◆ **WHAT NEEDS TO BE DONE**: Every line of the material below should be repeated exactly.

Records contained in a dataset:
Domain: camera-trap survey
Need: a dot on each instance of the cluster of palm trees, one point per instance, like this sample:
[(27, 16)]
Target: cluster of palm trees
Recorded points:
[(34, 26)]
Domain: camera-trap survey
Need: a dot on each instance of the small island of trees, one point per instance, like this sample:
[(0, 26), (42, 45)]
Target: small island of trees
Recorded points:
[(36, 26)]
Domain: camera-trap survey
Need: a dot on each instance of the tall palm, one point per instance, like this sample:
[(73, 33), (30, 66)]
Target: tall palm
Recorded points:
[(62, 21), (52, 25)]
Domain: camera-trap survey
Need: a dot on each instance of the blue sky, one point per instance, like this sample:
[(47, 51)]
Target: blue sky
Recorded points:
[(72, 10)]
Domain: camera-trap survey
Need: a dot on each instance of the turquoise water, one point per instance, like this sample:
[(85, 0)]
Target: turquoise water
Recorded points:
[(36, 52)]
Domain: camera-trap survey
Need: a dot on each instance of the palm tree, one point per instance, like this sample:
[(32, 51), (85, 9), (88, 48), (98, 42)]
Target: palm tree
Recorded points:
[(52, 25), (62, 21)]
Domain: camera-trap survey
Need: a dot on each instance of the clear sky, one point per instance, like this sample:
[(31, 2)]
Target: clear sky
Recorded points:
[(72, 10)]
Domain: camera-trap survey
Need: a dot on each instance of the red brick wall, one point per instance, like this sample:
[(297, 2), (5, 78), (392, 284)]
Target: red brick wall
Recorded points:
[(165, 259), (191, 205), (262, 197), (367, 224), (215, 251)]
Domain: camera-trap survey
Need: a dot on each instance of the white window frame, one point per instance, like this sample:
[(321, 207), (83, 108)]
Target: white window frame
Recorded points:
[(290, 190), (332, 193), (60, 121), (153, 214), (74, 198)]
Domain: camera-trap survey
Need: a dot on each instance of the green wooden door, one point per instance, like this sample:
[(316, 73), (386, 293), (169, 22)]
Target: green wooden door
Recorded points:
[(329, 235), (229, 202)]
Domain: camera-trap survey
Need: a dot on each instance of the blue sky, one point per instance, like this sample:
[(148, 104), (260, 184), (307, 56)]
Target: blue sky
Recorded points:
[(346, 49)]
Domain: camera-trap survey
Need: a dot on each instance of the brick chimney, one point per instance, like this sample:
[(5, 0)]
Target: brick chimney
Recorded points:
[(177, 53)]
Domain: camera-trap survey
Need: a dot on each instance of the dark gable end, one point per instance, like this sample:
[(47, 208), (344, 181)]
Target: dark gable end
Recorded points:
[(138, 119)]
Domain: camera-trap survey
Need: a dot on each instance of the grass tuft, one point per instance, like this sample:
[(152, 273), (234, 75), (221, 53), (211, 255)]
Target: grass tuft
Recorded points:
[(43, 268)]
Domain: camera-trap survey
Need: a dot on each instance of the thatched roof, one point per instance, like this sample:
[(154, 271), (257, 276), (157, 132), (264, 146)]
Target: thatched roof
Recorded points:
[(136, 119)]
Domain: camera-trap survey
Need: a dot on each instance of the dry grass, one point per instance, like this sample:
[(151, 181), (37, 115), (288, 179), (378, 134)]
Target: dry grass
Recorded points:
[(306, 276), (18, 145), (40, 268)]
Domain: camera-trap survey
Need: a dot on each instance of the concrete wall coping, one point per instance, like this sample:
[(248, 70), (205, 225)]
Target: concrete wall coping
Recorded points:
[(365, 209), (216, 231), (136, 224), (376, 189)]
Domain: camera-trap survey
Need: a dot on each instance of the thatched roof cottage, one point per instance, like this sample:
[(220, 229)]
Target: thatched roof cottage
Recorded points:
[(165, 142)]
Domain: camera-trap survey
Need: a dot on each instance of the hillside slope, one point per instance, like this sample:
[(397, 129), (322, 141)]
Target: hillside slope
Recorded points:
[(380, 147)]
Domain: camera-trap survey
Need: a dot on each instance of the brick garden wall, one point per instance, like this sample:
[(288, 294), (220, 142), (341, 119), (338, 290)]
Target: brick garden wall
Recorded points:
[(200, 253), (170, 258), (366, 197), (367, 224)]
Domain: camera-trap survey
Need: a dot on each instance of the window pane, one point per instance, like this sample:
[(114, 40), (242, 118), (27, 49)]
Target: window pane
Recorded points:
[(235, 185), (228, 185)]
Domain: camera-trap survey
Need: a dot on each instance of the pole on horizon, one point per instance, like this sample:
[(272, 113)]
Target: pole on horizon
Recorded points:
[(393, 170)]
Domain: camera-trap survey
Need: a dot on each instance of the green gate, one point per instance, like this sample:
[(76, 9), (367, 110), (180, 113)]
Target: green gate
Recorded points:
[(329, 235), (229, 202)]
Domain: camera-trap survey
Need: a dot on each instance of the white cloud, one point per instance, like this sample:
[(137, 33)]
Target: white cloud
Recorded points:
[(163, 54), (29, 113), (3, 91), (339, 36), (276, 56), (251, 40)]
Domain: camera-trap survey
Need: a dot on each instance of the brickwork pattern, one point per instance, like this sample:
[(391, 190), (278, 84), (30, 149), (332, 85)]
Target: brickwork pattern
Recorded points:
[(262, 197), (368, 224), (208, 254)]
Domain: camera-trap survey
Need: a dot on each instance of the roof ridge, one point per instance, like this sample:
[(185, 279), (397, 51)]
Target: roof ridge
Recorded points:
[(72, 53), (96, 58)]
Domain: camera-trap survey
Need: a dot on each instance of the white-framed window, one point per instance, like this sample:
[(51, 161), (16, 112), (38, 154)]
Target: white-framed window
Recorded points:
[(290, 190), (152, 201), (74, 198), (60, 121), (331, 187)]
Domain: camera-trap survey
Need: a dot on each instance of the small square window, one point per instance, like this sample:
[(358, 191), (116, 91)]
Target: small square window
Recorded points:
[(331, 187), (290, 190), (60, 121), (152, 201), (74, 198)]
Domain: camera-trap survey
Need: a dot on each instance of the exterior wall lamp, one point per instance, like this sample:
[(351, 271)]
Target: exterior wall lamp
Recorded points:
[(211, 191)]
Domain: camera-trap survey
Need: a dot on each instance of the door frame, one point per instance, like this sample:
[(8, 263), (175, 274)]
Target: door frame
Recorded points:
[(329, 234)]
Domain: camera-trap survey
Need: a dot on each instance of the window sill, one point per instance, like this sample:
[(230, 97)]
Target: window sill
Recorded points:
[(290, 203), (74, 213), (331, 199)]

◆ **EXPECTED ANSWER**:
Domain: camera-trap survey
Need: a dot on each instance of the cluster of palm trees, one point per instance, like this sample:
[(27, 16)]
Target: cluster of palm trees
Recorded points:
[(34, 26)]
Domain: camera-trap survey
Need: a dot on each instance of the small island of trees, one point per instance, like this sample:
[(0, 26), (42, 45)]
Target: small island of trees
Recorded points:
[(36, 26)]
Domain: camera-trap survey
Need: a dot on each instance of the tall palm, one point per instance, like this sample:
[(73, 33), (30, 66)]
Target: tall palm
Recorded points:
[(62, 21), (52, 25)]
Domain: camera-trap survey
Need: a dot on each instance of the blue sky, one point per instance, like this sample:
[(47, 51)]
Target: blue sky
Recorded points:
[(72, 10)]
Domain: camera-trap survey
Need: a dot on each instance of the turquoise water, one point per instance, like this sample:
[(85, 0)]
Target: turquoise water
Recorded points:
[(36, 52)]
Domain: camera-trap survey
Need: a dot on each instance of the palm tree, one point per instance, like this sample:
[(32, 51), (85, 9), (88, 48), (98, 42)]
Target: palm tree
Recorded points:
[(52, 25), (62, 21)]
Domain: camera-trap survey
Need: a dot on each instance of the clear sky, one point per instance, like this sample:
[(31, 2)]
Target: clear sky
Recorded points:
[(72, 10)]
Domain: camera-trap survey
Need: a dot on each instance of the red brick wall, one point per instance, like this sample:
[(297, 2), (5, 78), (392, 284)]
Target: red brick wall
Recorded points:
[(165, 259), (191, 205), (262, 197), (367, 224), (215, 251)]
Domain: camera-trap survey
Need: a dot on each instance of the white window frame, one point per instance, like this sample:
[(321, 207), (83, 108)]
Target: white window frame
Recorded points:
[(290, 190), (332, 193), (60, 121), (153, 214), (74, 198)]
Domain: camera-trap survey
Need: a dot on each instance of the green wooden door, one point per instance, like this sample:
[(316, 73), (386, 293), (169, 22)]
Target: green wooden door
Recorded points:
[(329, 235), (229, 202)]
Domain: camera-trap survey
Need: a dot on each instance of the blue sky, one point per instance, like this sample:
[(148, 104), (260, 184), (307, 56)]
Target: blue sky
Recorded points:
[(346, 49)]
Domain: camera-trap survey
Need: a dot on each instance of the brick chimney, one point per instance, like this sample:
[(5, 0)]
Target: brick chimney
Recorded points:
[(177, 53)]
Domain: camera-trap survey
Need: a dot on each instance of the dark gable end, one point per instance, like this sample:
[(47, 208), (344, 181)]
Target: dark gable end
Recorded points:
[(138, 119)]
Domain: camera-trap survey
Need: a dot on each instance of the grass tuft, one point per instance, like this sample:
[(152, 273), (234, 75), (221, 53), (211, 255)]
Target: grass tuft
Recorded points:
[(43, 268)]
Domain: camera-trap survey
Need: a dot on each instance of the thatched roof, one point per instance, like this sample:
[(154, 271), (257, 276), (157, 132), (264, 146)]
Target: thatched roof
Recorded points:
[(136, 119)]
Domain: camera-trap survey
Need: a dot on each instance of the dry grass, one point per instance, like this sample:
[(151, 181), (37, 115), (288, 179), (378, 134)]
Target: dry grass
Recorded points:
[(306, 276), (18, 145), (40, 268)]
Domain: camera-trap survey
Need: a dot on each instance of the concrete wall coping, one point per instance, like this sample:
[(248, 70), (205, 225)]
Target: concrete wall coping
Recorded points:
[(365, 209), (216, 231), (136, 224), (376, 189)]
Domain: camera-trap survey
Need: a dot on each instance of the thatched roof cottage, one point per instance, like this sample:
[(220, 229)]
Target: thatched roof cottage
Recorded points:
[(165, 142)]
Domain: camera-trap survey
Need: a dot on each instance of the hillside slope, one point per instance, like this sample:
[(397, 129), (322, 141)]
Target: hillside slope
Recorded points:
[(380, 147)]
Domain: camera-trap survey
Need: a dot on each instance of the brick garden wall, one point per instance, like this sample:
[(288, 294), (220, 142), (341, 119), (338, 290)]
Target: brick garden wall
Recorded points:
[(200, 253), (170, 258), (366, 197), (367, 224)]
Domain: camera-trap survey
Need: a dot on each instance of the window pane, one point per instance, like this sample:
[(114, 40), (242, 118), (27, 49)]
Target: window pane
Recorded points:
[(235, 185), (228, 185)]
Domain: camera-trap survey
Need: a dot on each instance of the pole on horizon, one point per instance, like this sample:
[(272, 113)]
Target: pole on horizon
Recorded points:
[(393, 170)]
Domain: camera-trap survey
Need: a dot on each instance of the green gate, one point per instance, like this sample:
[(76, 9), (367, 110), (180, 113)]
Target: green gate
Recorded points:
[(329, 235), (229, 202)]
Domain: camera-trap survey
Need: a dot on each instance of the white cloud, one point per instance, like this sample:
[(137, 33)]
Target: white cloud
Recorded points:
[(163, 54), (29, 113), (3, 91), (339, 36), (276, 56), (251, 40)]
Domain: camera-trap survey
Need: a dot on each instance of the brickwork pattern, one point per instance, like this sample:
[(391, 190), (278, 84), (30, 149), (332, 85)]
Target: brickwork pattern
Recorded points:
[(262, 197), (368, 224), (208, 254)]
Domain: camera-trap survey
Need: a dot on each instance of the roof ridge, one point per instance, like this sample:
[(185, 279), (397, 51)]
Target: roof ridge
Recorded points:
[(72, 53), (96, 58)]
Domain: camera-trap survey
Need: a dot on each instance of the white-framed window, one point per instance, like this sample:
[(51, 161), (16, 112), (38, 154)]
Target: white-framed window
Recorded points:
[(290, 190), (152, 201), (74, 198), (60, 121), (331, 187)]
Domain: camera-trap survey
Need: a dot on each instance of the small square window, one point per instance, like this sample:
[(358, 191), (116, 91)]
Target: small square window
Recorded points:
[(331, 187), (290, 190), (60, 121), (152, 201), (74, 198)]
Domain: camera-trap survey
Need: a dot on each instance of the exterior wall lamp, one point per instance, like this sample:
[(351, 271)]
Target: exterior wall lamp
Recorded points:
[(211, 191)]
Domain: camera-trap survey
Need: a dot on each instance of the door frame, one point per instance, like this sample:
[(8, 263), (175, 274)]
Target: door frame
Recorded points:
[(329, 234)]
Domain: camera-trap survey
Need: a dot on each instance of the window sill, one point per instance, like this sample:
[(230, 97)]
Target: window sill
Recorded points:
[(290, 203), (74, 213), (331, 199)]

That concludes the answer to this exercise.